== Exercise ==
Print, exactly as they stand, the lines below from the one that has "to the dark" to the one that has "Target: roasted coffee bean", inclusive, leaving out the pictures.
Given data Start Marker
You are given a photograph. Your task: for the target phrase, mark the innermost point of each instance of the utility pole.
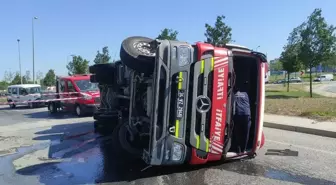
(19, 59)
(33, 48)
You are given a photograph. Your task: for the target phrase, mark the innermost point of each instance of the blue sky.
(81, 27)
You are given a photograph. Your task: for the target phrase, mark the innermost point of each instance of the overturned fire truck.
(171, 103)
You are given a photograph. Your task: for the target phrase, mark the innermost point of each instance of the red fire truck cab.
(76, 94)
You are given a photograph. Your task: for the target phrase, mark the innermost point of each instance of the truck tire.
(137, 54)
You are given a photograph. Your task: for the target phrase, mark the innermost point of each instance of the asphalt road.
(23, 114)
(66, 151)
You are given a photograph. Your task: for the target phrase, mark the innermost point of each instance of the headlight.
(183, 55)
(86, 97)
(177, 152)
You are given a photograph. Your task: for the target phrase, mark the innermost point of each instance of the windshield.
(86, 85)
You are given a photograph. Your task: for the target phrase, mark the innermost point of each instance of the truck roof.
(25, 85)
(75, 77)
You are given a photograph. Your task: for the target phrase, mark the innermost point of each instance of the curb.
(305, 130)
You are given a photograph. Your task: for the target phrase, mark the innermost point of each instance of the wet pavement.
(65, 154)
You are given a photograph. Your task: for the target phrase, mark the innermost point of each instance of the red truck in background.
(85, 94)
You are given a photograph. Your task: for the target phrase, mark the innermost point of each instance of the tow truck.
(171, 102)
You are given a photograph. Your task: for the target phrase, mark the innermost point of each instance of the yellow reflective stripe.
(177, 127)
(207, 145)
(212, 63)
(179, 86)
(202, 66)
(197, 141)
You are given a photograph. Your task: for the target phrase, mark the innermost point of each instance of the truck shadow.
(77, 154)
(45, 114)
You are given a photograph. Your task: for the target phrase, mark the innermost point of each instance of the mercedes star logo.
(203, 104)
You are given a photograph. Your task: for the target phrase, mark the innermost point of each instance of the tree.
(276, 65)
(50, 78)
(3, 85)
(317, 42)
(78, 65)
(331, 62)
(220, 34)
(17, 79)
(168, 34)
(102, 58)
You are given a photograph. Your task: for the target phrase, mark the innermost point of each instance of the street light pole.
(257, 48)
(19, 59)
(33, 48)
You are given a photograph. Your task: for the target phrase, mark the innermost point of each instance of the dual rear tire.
(137, 53)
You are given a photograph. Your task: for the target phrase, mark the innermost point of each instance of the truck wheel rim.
(144, 48)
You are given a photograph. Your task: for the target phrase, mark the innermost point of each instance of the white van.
(20, 94)
(324, 77)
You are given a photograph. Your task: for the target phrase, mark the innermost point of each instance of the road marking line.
(303, 147)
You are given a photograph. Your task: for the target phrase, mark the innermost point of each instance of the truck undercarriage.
(172, 103)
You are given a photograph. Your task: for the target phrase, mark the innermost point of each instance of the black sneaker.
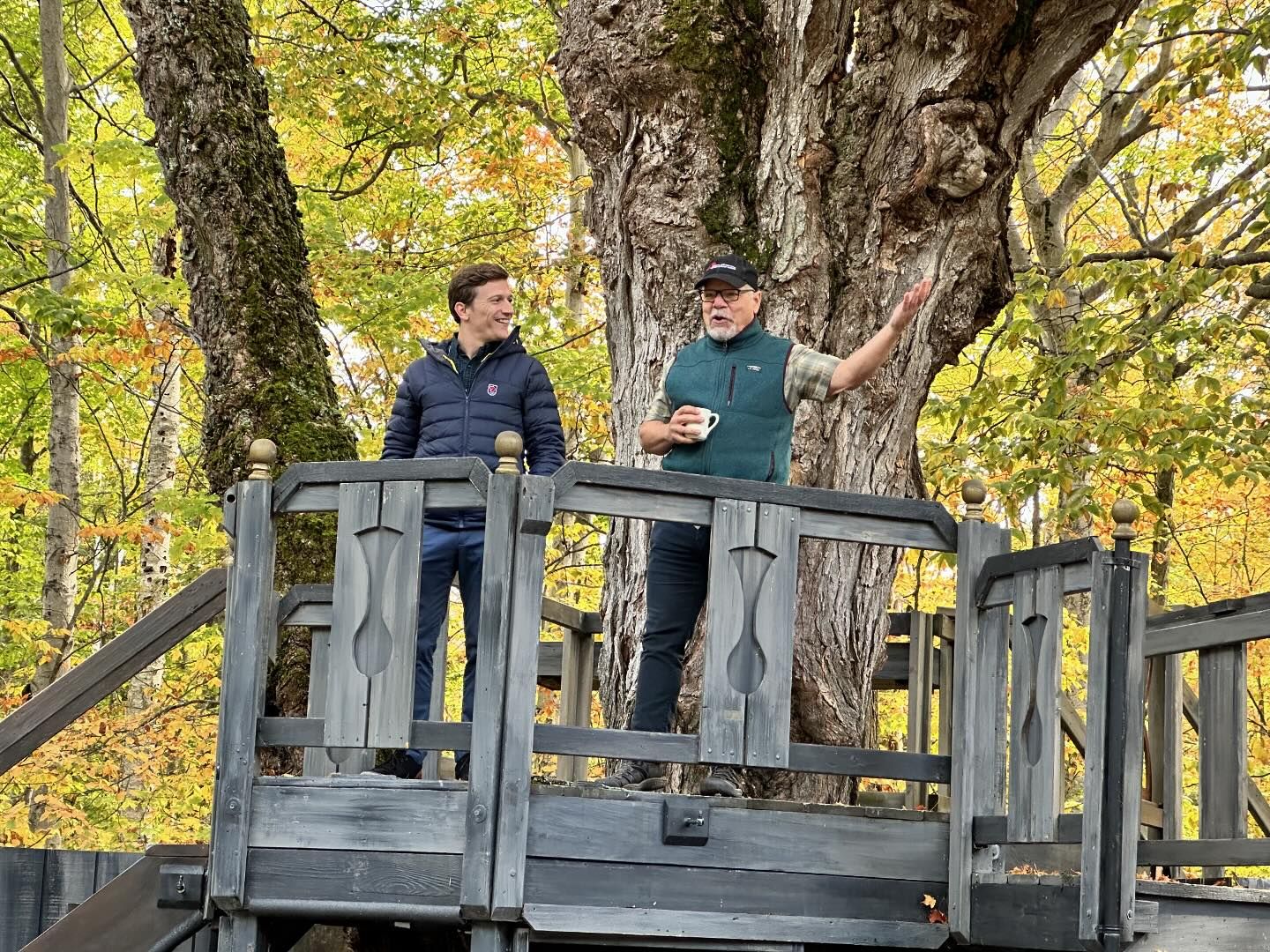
(635, 775)
(400, 764)
(721, 782)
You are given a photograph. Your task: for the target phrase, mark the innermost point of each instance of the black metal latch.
(684, 822)
(181, 885)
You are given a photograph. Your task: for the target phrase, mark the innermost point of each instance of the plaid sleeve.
(808, 374)
(661, 406)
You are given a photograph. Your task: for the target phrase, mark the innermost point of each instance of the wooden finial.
(973, 494)
(260, 456)
(510, 447)
(1125, 513)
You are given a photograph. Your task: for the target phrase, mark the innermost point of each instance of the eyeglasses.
(730, 294)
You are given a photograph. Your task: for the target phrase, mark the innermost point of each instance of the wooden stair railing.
(109, 668)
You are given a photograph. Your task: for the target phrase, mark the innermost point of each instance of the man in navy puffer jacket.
(453, 401)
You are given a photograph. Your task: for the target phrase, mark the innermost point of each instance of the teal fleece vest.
(743, 381)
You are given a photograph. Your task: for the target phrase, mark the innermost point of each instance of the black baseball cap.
(730, 270)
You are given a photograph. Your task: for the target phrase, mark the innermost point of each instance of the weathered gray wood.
(767, 707)
(836, 844)
(1223, 746)
(490, 693)
(355, 883)
(240, 932)
(724, 890)
(1134, 587)
(1073, 555)
(944, 681)
(571, 617)
(655, 923)
(88, 683)
(1076, 579)
(430, 770)
(578, 672)
(348, 688)
(729, 632)
(1036, 687)
(312, 487)
(249, 619)
(319, 761)
(893, 673)
(1174, 632)
(392, 703)
(921, 664)
(1165, 743)
(1258, 807)
(534, 521)
(389, 816)
(498, 937)
(1211, 853)
(979, 687)
(372, 640)
(70, 879)
(1044, 915)
(22, 879)
(1095, 749)
(898, 514)
(98, 925)
(308, 733)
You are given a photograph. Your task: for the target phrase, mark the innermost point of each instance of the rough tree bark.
(848, 150)
(243, 250)
(244, 257)
(61, 537)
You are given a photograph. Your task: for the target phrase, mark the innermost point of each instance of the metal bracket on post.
(181, 885)
(684, 822)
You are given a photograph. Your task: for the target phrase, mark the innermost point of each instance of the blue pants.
(678, 568)
(447, 553)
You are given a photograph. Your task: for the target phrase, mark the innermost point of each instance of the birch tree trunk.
(161, 472)
(848, 150)
(61, 546)
(243, 249)
(244, 257)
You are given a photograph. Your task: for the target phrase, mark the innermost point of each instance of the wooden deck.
(527, 862)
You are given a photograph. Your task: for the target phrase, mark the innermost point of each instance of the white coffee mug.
(700, 430)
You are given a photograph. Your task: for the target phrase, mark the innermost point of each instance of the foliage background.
(424, 135)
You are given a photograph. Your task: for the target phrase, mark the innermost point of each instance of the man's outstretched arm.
(862, 365)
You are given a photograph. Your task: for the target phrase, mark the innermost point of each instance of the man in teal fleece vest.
(753, 381)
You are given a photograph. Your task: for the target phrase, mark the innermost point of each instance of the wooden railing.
(1010, 632)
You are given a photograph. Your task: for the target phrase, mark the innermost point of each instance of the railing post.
(488, 707)
(978, 714)
(921, 663)
(1113, 762)
(1223, 746)
(577, 673)
(533, 522)
(249, 621)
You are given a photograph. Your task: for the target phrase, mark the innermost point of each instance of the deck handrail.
(106, 671)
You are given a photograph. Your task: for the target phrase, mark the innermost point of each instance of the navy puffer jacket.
(433, 415)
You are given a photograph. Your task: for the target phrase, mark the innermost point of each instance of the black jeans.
(678, 570)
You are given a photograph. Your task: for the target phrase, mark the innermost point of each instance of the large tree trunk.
(244, 257)
(61, 537)
(243, 249)
(848, 152)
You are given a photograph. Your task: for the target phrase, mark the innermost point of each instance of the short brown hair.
(469, 279)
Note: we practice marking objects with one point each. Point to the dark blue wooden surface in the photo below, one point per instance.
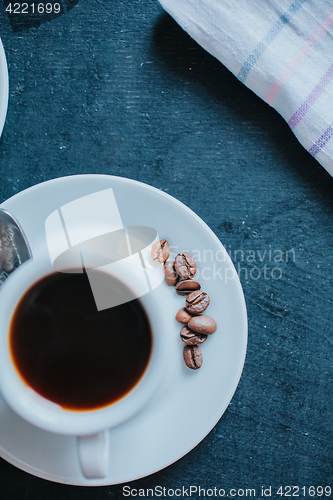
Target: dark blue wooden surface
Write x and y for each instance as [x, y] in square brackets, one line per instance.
[116, 87]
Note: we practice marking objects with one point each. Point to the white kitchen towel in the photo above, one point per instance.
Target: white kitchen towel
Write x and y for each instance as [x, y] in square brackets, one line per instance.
[280, 49]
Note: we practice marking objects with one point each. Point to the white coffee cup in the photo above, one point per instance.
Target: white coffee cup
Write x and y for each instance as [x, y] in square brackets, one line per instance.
[91, 426]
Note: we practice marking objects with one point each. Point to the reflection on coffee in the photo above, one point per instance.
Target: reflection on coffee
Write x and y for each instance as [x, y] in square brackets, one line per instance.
[72, 354]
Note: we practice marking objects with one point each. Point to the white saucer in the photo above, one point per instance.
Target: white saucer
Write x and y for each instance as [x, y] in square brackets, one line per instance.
[189, 403]
[3, 87]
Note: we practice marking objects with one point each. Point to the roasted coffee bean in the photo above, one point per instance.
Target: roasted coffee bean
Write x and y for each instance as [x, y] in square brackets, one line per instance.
[160, 251]
[191, 338]
[185, 287]
[183, 316]
[202, 324]
[185, 265]
[192, 356]
[197, 302]
[170, 275]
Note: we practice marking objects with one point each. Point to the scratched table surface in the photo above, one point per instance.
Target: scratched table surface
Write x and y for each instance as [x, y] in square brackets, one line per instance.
[116, 87]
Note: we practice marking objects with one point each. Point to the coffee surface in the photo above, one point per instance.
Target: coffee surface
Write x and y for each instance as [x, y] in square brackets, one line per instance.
[72, 354]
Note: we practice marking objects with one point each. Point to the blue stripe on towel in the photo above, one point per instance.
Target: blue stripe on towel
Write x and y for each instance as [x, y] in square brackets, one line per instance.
[273, 32]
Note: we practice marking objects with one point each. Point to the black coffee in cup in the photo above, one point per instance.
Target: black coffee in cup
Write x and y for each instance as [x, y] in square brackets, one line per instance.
[71, 353]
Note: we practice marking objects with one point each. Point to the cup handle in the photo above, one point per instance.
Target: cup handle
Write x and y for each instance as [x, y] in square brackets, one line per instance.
[94, 454]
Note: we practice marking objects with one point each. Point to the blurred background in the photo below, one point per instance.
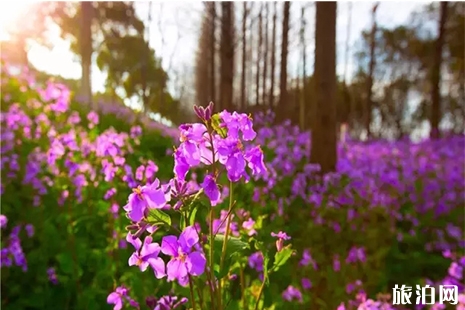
Given data End Marker
== Task solution ==
Note: we practice marking objects with one point each. Point to the dark blue wooden surface in the photo below, one point per instance.
Target: dark blue wooden surface
Write x and y for each instance as [x, y] in square brackets, one line per instance.
[116, 87]
Note: we practice marking objects with one point each. Point to the white kitchen towel in the photo above, one point per instance.
Target: white kitchen towel
Write x and y for each instance as [x, y] in square brackets, one line per instance.
[280, 49]
Note: we practice marking objects with one point each. Point to the white coffee cup in the photo above, one point per instance.
Target: white coffee cup
Write x and y for each instance as [x, y] in square brackets, one line per instance.
[91, 426]
Note: we practice marking objects with one point each. Point to the reflection on coffee in the photo above, one point per instance.
Target: reflection on coffee
Write x and y for each instance as [x, y] in square brackets, one line per instance.
[72, 354]
Note: we practice marking objects with one point each. Point to the white saucer in the photo above, one point per instance.
Target: white saucer
Write x and y for each instance as [x, y] in square brackets, one line per instance.
[189, 403]
[3, 87]
Note: we practice marking objects with one point each. Point to the roasted coffee bean in the photo above, one point per instance.
Target: roasted coffee bean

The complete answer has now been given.